Entries from a dataset
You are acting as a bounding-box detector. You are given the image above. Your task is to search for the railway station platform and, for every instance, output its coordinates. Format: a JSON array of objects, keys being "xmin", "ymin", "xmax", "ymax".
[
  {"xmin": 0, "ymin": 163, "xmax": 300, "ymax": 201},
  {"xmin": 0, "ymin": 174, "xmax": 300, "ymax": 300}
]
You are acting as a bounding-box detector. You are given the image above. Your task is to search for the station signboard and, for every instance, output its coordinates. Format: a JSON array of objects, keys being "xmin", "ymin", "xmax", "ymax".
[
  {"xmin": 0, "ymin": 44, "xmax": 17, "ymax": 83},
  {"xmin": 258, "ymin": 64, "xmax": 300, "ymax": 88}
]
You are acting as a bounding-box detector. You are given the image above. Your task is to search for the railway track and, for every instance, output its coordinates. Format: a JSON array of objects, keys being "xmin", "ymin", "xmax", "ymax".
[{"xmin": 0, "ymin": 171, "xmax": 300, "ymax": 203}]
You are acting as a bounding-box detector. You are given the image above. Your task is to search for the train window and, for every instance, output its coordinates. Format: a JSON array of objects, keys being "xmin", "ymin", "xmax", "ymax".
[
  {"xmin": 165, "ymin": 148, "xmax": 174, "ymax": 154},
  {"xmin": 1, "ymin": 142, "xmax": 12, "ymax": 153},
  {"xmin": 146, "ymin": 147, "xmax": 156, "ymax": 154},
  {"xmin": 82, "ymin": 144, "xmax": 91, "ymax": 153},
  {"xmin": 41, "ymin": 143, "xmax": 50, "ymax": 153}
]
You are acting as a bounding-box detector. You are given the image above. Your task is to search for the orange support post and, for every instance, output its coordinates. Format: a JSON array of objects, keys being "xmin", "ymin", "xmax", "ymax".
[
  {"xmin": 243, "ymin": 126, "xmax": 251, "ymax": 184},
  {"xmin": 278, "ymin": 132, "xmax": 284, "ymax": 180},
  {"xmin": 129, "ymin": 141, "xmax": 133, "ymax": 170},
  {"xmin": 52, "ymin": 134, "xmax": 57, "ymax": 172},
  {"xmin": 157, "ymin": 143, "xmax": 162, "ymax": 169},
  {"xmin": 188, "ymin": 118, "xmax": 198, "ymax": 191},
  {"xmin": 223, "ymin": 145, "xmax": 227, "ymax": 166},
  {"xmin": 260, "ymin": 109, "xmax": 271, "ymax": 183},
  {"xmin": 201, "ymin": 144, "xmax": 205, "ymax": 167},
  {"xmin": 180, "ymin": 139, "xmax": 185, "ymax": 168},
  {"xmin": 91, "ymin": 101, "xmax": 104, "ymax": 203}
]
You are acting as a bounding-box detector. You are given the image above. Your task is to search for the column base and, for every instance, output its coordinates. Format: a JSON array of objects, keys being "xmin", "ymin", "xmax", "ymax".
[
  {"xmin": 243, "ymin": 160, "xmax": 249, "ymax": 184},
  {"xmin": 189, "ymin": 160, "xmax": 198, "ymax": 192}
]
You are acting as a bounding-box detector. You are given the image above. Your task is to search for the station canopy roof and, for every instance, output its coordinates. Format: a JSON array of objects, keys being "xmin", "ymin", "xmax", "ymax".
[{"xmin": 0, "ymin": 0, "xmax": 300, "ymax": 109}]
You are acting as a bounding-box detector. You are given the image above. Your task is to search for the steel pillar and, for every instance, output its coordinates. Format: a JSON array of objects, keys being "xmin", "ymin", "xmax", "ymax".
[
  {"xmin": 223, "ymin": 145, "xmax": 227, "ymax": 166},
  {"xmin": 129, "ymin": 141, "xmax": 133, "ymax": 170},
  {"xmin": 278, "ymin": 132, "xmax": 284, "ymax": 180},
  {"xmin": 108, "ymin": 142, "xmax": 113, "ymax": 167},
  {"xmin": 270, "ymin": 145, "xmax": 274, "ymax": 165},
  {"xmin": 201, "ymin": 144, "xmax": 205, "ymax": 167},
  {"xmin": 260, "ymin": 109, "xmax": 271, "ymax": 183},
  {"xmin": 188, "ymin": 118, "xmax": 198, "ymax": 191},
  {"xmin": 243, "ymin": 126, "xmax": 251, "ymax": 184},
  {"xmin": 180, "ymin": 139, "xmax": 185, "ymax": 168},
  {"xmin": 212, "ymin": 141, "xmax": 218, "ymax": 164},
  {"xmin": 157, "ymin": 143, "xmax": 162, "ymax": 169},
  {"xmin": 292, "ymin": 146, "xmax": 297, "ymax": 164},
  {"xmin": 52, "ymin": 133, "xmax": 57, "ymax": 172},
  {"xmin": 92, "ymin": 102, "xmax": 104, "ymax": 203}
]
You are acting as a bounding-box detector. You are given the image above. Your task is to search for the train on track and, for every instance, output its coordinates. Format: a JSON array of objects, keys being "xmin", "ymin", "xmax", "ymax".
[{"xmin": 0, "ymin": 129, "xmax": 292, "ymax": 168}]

SET EXERCISE:
Starting at the line that contains "for the steel" and ending at the end of the records, write out those lines again, requests included. Multiply every coordinate in the answers by 0.2 and round it to a whole number, with halves rounded up.

ANSWER TO THE EXERCISE:
You are acting as a bounding-box detector. You are given the image above. Your task is to search for the steel pillar and, for every instance, output its coordinates. Format: a JSON array of objects, keys being "xmin", "ymin", "xmax", "ymax".
[
  {"xmin": 45, "ymin": 29, "xmax": 45, "ymax": 33},
  {"xmin": 26, "ymin": 28, "xmax": 27, "ymax": 34},
  {"xmin": 56, "ymin": 26, "xmax": 57, "ymax": 36},
  {"xmin": 22, "ymin": 28, "xmax": 23, "ymax": 33},
  {"xmin": 54, "ymin": 29, "xmax": 55, "ymax": 33},
  {"xmin": 40, "ymin": 29, "xmax": 41, "ymax": 33},
  {"xmin": 52, "ymin": 22, "xmax": 54, "ymax": 37},
  {"xmin": 38, "ymin": 24, "xmax": 40, "ymax": 38},
  {"xmin": 49, "ymin": 25, "xmax": 50, "ymax": 37},
  {"xmin": 36, "ymin": 28, "xmax": 37, "ymax": 34},
  {"xmin": 42, "ymin": 28, "xmax": 44, "ymax": 33},
  {"xmin": 31, "ymin": 29, "xmax": 32, "ymax": 34},
  {"xmin": 58, "ymin": 29, "xmax": 59, "ymax": 33},
  {"xmin": 10, "ymin": 27, "xmax": 11, "ymax": 34},
  {"xmin": 18, "ymin": 20, "xmax": 21, "ymax": 41}
]
You are acting as a bounding-box detector. You are given the image above. Your task is to search for the train on track and, for every instance, output its coordinates. Format: a JSON array of objects, keys being "xmin", "ymin", "xmax", "ymax".
[{"xmin": 0, "ymin": 26, "xmax": 58, "ymax": 34}]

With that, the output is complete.